EXCERPTED DATA
-- start --

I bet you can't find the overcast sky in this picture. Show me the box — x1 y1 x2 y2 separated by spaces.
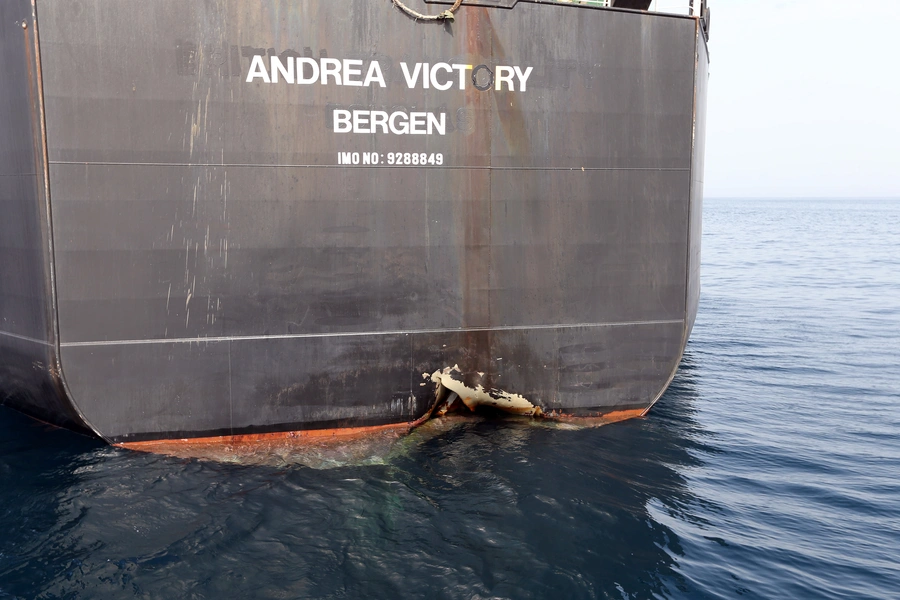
704 0 900 198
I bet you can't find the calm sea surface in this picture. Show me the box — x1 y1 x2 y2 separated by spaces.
0 199 900 599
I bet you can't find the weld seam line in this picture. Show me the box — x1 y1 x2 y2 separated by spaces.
60 319 684 348
0 331 55 347
50 160 691 172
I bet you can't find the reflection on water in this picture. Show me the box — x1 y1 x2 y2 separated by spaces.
0 200 900 600
0 359 705 598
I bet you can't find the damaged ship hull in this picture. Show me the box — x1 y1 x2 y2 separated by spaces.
0 0 707 443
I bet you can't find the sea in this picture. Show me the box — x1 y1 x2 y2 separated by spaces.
0 198 900 600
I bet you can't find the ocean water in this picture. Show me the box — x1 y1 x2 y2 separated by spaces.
0 199 900 599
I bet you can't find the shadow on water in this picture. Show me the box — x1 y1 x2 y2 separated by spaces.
0 355 711 598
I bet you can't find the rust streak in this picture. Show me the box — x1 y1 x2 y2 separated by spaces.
114 423 413 454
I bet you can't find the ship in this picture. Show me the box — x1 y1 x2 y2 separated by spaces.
0 0 709 447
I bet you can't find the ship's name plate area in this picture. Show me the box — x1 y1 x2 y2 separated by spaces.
245 55 534 92
175 40 547 139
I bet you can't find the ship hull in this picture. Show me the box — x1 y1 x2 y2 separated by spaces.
0 0 707 442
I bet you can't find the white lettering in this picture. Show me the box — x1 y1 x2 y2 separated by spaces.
247 55 272 83
363 60 387 88
332 109 447 135
494 66 516 92
344 58 362 87
409 112 428 135
513 67 534 92
427 113 447 135
431 63 453 91
453 64 472 90
372 110 388 133
322 58 344 85
269 56 294 83
390 111 409 135
353 110 371 133
332 109 353 133
297 56 319 83
402 62 424 89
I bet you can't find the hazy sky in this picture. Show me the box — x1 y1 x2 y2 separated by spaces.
704 0 900 197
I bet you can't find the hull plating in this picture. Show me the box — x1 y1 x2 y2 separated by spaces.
0 0 706 442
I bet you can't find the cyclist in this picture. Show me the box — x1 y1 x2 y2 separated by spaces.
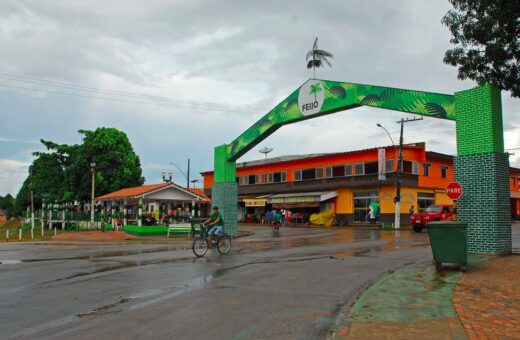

-- end --

TASK
Copy every one of these items above word for word, from the first to the last, and leave out the pictures.

EXERCISE RESPONSE
I bet you can't find the overcast sky in this picture. Show me the box — x1 y1 x2 y2 separated by spaces.
704 0 900 198
I bet you can't find the calm sea surface in this picture. Show me the box — x1 y1 x2 y2 separated by spaces.
0 199 900 599
I bet you can't find the weld seam line in this picture. Show me the box — x1 y1 x2 y2 separated by spaces.
60 319 684 348
0 331 55 347
50 160 691 172
I bet you can't find the reflection on water in this picture. Show me the box — x1 y1 x2 y2 separated by spaces.
0 200 900 600
0 359 705 598
I bet you can't find the damaged ship hull in this picture. Show me the box — x1 y1 x2 y2 separated by spaces.
0 0 707 443
I bet you can't find the sea in this picture. Show me the box — x1 y1 x2 y2 separated by spaces.
0 198 900 600
I bet you can't find the ocean water in this picture. Show me the box — x1 y1 x2 y2 separated by spaces.
0 199 900 599
I bet you can't find the shadow on water in this picture. Show me the box — x1 y1 x2 y2 separated by spaces.
0 355 711 598
I bet you can't find the rust streak in this picture. Show me the box — x1 y1 x2 y2 separated by spaces.
114 423 413 454
I bet you can't find the ship in this picture. Show me the box — x1 y1 x2 y2 separated by spaces.
0 0 709 447
I bet you can't find the ship's name plate area in this picture. Show me the box — x1 y1 x2 y2 separated by spaces.
245 55 534 92
175 40 547 139
I bet you can't find the ship hull in this picture. Show me the box — x1 y1 x2 y2 separated by spaces.
0 0 707 442
I bet you can't find the white lettering in this picture. Show me the box — x1 y1 x2 y2 separated by spaces.
247 55 272 83
363 60 387 88
332 109 447 135
494 66 516 92
344 58 362 87
409 112 428 135
513 67 534 92
427 113 447 135
431 63 453 91
453 64 472 90
372 110 388 133
322 58 344 85
269 56 294 83
390 111 409 135
353 110 371 133
332 109 353 133
297 56 319 83
402 62 424 89
I bet you can't find the hazy sky in this picture. Show me the box — x1 y1 x2 y2 separated by spaces.
704 0 900 197
I bet you can't find the hull plating in this picture. Show me the box — x1 y1 x2 y2 separated by spaces.
0 0 706 442
I bet you can't find the cyclist in this picture. Show me the box — x1 y1 x2 y2 separated by spaces.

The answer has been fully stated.